WORK TO BE COMPLETED>
Return the lines below verbatim, from the line with "of the ornate" to the line with "[[679, 445]]", both included.

[Records from a collection]

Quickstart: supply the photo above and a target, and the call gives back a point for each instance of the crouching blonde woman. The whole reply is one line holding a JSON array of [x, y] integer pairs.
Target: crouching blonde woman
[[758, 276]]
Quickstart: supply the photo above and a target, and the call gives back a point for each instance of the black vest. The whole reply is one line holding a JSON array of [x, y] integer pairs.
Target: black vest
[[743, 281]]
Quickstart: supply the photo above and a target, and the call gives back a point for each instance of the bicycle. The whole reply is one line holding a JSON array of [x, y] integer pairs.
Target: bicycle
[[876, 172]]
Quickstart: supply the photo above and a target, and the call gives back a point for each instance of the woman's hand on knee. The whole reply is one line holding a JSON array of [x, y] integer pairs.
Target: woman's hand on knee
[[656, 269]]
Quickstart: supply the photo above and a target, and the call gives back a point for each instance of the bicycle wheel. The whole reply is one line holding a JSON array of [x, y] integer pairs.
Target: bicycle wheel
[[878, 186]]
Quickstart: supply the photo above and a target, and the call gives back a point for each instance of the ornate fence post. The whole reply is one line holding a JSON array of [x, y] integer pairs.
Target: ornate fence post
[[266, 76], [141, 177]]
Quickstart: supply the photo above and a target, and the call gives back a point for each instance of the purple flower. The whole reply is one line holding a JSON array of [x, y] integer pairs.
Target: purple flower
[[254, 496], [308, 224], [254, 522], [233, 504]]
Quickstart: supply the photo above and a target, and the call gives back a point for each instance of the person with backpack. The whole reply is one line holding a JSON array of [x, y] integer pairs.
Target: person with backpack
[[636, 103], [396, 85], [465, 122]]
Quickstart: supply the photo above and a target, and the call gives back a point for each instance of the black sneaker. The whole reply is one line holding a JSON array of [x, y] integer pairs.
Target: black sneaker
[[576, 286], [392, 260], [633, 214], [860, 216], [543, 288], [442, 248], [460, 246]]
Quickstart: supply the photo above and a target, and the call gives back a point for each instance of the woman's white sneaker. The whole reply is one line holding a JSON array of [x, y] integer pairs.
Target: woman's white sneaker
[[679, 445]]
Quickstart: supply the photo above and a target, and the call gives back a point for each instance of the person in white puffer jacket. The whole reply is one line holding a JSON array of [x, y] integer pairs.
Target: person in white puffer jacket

CORRECT RESPONSE>
Quickstart: supply the photo above and a target, and the call gives back a point for each instance of the ornate fence post. The whole reply is one line holding a JSON array of [x, y] integer pairs.
Target: ornate fence post
[[266, 76], [141, 177]]
Quickstart: supply the photo above and a target, and the call gives back a point for each instance of the purple flower. The whole reply is one line holding a JSON array of [x, y] integer pairs.
Target: purple flower
[[254, 496], [308, 224], [254, 522], [233, 504]]
Quickstart: supply the photo above and a target, and the call gives back a point for each instance of the person with backpack. The whole reply is one line holding a JSON array of [x, y] integer pairs.
Target: person with backpack
[[636, 103], [396, 85], [465, 122]]
Quickstart: supply the photo above and a target, and the call gives back a point for each instance of the black sneaker. The whole reply is one line holding a JSON array of [x, y] integer pairs.
Target: black sneaker
[[576, 286], [392, 260], [633, 214], [860, 216], [543, 288], [442, 248], [460, 246]]
Quickstart: supply the photo above and a target, and the call gives back a point for each instance of the woman's white sneaker. The whole reply is one line holding a JSON array of [x, y] integer pairs.
Target: woman's white sneaker
[[679, 445]]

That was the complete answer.